Start
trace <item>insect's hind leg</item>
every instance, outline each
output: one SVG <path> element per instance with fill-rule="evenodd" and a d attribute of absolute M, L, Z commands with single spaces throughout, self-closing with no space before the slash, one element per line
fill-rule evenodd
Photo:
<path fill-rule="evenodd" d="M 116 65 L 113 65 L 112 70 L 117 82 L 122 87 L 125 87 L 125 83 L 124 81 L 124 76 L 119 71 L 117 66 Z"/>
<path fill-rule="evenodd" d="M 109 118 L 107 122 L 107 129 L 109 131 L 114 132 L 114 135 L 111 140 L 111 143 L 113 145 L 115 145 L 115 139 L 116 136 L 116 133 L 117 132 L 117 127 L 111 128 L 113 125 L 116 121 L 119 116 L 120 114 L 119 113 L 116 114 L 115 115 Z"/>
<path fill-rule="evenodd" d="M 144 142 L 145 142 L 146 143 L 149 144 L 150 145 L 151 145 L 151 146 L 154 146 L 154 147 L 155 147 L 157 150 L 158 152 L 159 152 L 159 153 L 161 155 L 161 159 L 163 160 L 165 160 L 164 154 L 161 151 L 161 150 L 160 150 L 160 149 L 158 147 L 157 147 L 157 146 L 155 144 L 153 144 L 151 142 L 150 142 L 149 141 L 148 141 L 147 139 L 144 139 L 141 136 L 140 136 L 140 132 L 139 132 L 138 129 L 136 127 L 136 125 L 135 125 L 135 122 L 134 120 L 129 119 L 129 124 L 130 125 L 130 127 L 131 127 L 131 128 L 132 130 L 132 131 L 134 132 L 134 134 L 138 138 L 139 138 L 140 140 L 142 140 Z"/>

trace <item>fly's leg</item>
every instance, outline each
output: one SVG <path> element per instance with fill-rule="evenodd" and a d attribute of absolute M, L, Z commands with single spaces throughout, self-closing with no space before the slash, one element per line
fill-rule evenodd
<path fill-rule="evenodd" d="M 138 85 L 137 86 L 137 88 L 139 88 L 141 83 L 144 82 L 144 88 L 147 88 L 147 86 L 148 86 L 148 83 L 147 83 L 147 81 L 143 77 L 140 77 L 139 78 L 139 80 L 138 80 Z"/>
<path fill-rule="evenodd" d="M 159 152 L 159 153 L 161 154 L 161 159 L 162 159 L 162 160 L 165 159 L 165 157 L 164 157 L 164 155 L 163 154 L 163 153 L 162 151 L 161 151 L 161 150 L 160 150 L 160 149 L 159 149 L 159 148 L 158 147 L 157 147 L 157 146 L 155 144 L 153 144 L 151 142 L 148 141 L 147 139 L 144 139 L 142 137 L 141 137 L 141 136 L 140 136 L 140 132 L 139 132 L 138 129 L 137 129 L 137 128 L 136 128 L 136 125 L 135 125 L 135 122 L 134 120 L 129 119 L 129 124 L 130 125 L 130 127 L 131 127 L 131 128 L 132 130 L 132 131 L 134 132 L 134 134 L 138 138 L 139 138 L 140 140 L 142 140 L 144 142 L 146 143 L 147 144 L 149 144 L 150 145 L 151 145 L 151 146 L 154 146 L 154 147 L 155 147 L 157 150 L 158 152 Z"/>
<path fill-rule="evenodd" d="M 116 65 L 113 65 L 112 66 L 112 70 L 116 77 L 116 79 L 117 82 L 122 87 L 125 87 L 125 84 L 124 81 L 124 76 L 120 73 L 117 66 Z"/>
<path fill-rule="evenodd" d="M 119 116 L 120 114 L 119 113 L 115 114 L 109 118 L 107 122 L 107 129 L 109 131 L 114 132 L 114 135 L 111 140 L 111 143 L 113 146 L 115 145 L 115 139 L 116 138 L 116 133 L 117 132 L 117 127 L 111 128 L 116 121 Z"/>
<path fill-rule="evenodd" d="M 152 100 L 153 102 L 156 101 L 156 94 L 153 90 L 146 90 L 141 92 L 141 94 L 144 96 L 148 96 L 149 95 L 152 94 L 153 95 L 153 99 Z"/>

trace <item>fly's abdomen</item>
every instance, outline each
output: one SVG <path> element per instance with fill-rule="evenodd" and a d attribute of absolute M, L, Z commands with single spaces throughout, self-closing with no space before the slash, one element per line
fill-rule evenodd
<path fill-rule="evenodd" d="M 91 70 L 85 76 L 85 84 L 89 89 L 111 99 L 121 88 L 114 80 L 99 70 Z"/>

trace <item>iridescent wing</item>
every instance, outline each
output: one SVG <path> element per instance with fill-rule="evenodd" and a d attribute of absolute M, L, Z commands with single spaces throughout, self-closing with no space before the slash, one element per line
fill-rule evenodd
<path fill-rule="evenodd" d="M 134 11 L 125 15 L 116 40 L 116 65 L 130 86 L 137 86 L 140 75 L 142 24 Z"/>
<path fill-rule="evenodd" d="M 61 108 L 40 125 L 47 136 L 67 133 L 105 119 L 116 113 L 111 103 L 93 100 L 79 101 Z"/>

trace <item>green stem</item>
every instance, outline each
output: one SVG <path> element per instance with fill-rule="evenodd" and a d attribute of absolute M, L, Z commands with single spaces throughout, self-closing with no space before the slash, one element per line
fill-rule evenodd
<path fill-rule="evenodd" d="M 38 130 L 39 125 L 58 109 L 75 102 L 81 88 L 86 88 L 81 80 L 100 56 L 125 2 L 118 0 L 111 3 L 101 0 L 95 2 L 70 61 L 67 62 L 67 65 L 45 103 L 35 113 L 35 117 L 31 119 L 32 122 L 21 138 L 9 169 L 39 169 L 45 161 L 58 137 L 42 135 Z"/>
End
Goal of the exercise – Rewrite all of the items above, changing every "outline each" to "mark each one" and leaving everything else unchanged.

Solution to the exercise –
trace <item>insect's hind leg</item>
every instance, mark each one
output: one SVG <path> element per instance with fill-rule="evenodd" and a d attribute of absolute M, L, Z commands with single spaces throughout, self-closing with no space before the slash, one element per line
fill-rule evenodd
Photo:
<path fill-rule="evenodd" d="M 116 65 L 113 65 L 112 70 L 117 82 L 122 87 L 125 87 L 125 83 L 124 81 L 124 76 L 119 71 L 117 66 Z"/>
<path fill-rule="evenodd" d="M 109 118 L 107 122 L 107 129 L 109 131 L 114 132 L 114 135 L 111 140 L 111 143 L 113 145 L 115 145 L 115 139 L 116 136 L 116 133 L 117 132 L 117 127 L 111 128 L 113 125 L 116 121 L 119 116 L 120 114 L 119 113 L 116 114 L 115 115 Z"/>
<path fill-rule="evenodd" d="M 144 142 L 145 142 L 146 143 L 149 144 L 150 145 L 151 145 L 151 146 L 154 146 L 154 147 L 155 147 L 157 150 L 158 152 L 159 152 L 159 153 L 161 155 L 161 159 L 163 160 L 165 160 L 164 154 L 161 151 L 161 150 L 160 150 L 160 149 L 158 147 L 157 147 L 157 146 L 155 144 L 153 144 L 151 142 L 150 142 L 149 141 L 148 141 L 147 139 L 144 139 L 141 136 L 140 136 L 140 132 L 139 132 L 138 129 L 136 127 L 136 125 L 135 125 L 135 122 L 134 120 L 129 119 L 129 124 L 130 125 L 130 127 L 131 127 L 131 128 L 132 130 L 132 131 L 134 132 L 134 134 L 138 138 L 139 138 L 140 140 L 142 140 Z"/>

trace <item>fly's leg</item>
every instance, mark each one
output: one SVG <path> element per instance with fill-rule="evenodd" and a d attribute of absolute M, L, Z commands with single spaces throughout, self-closing with no space before the slash, one element per line
fill-rule evenodd
<path fill-rule="evenodd" d="M 138 85 L 137 86 L 137 88 L 139 88 L 141 83 L 144 82 L 144 88 L 147 88 L 147 86 L 148 86 L 148 83 L 147 83 L 147 81 L 143 77 L 140 77 L 139 78 L 139 80 L 138 80 Z"/>
<path fill-rule="evenodd" d="M 159 152 L 159 153 L 161 154 L 161 159 L 162 159 L 162 160 L 165 159 L 165 157 L 164 157 L 164 155 L 163 154 L 163 153 L 162 151 L 161 151 L 161 150 L 160 150 L 160 149 L 159 149 L 159 148 L 158 147 L 157 147 L 157 146 L 155 144 L 153 144 L 151 142 L 148 141 L 147 139 L 144 139 L 142 137 L 141 137 L 141 136 L 140 136 L 140 132 L 139 132 L 138 129 L 137 129 L 137 128 L 136 128 L 136 125 L 135 125 L 135 122 L 134 120 L 129 119 L 129 124 L 130 125 L 130 127 L 131 127 L 131 128 L 132 130 L 132 131 L 134 132 L 134 134 L 138 138 L 139 138 L 140 140 L 142 140 L 144 142 L 146 143 L 147 144 L 149 144 L 150 145 L 151 145 L 151 146 L 154 146 L 154 147 L 155 147 L 157 150 L 158 152 Z"/>
<path fill-rule="evenodd" d="M 116 65 L 113 65 L 112 66 L 112 70 L 116 77 L 116 79 L 117 82 L 122 87 L 125 87 L 125 84 L 124 81 L 124 76 L 120 73 L 117 66 Z"/>
<path fill-rule="evenodd" d="M 119 116 L 120 114 L 119 113 L 115 114 L 109 118 L 107 122 L 107 129 L 109 131 L 114 132 L 114 135 L 111 140 L 111 143 L 113 146 L 115 145 L 115 139 L 116 138 L 116 133 L 117 132 L 117 127 L 111 128 L 116 121 Z"/>
<path fill-rule="evenodd" d="M 152 100 L 153 102 L 156 101 L 156 94 L 153 90 L 146 90 L 141 92 L 141 94 L 144 96 L 148 96 L 149 95 L 152 94 L 153 95 L 153 99 Z"/>

trace <item>fly's abdomen</item>
every instance, mark each one
output: one SVG <path> element per instance with fill-rule="evenodd" and a d attribute of absolute M, L, Z commands with single spaces throughout, self-closing with no space before the slash, one element per line
fill-rule evenodd
<path fill-rule="evenodd" d="M 91 70 L 85 76 L 85 84 L 89 89 L 111 99 L 121 88 L 114 80 L 99 70 Z"/>

trace <item>iridescent wing</item>
every instance, mark each one
output: one SVG <path> element per instance with fill-rule="evenodd" and a d attribute of absolute M, L, Z commands with single spaces throughout, self-closing with no space before the slash, one element per line
fill-rule evenodd
<path fill-rule="evenodd" d="M 134 11 L 125 15 L 116 40 L 116 65 L 130 86 L 137 86 L 140 75 L 142 24 Z"/>
<path fill-rule="evenodd" d="M 61 108 L 40 125 L 47 136 L 67 133 L 105 119 L 116 113 L 111 103 L 93 100 L 79 101 Z"/>

trace <item>green stem</item>
every instance, mark each one
output: one SVG <path> element per instance with fill-rule="evenodd" and a d attribute of absolute M, L, Z commands with single spaces throughout, self-closing with no space before the slash, one element per line
fill-rule evenodd
<path fill-rule="evenodd" d="M 38 130 L 39 125 L 58 109 L 75 102 L 81 88 L 86 88 L 81 80 L 100 56 L 125 2 L 118 0 L 111 3 L 101 0 L 95 2 L 70 61 L 67 62 L 67 65 L 45 103 L 35 113 L 35 117 L 31 119 L 32 122 L 21 138 L 9 169 L 39 169 L 45 161 L 58 137 L 42 135 Z"/>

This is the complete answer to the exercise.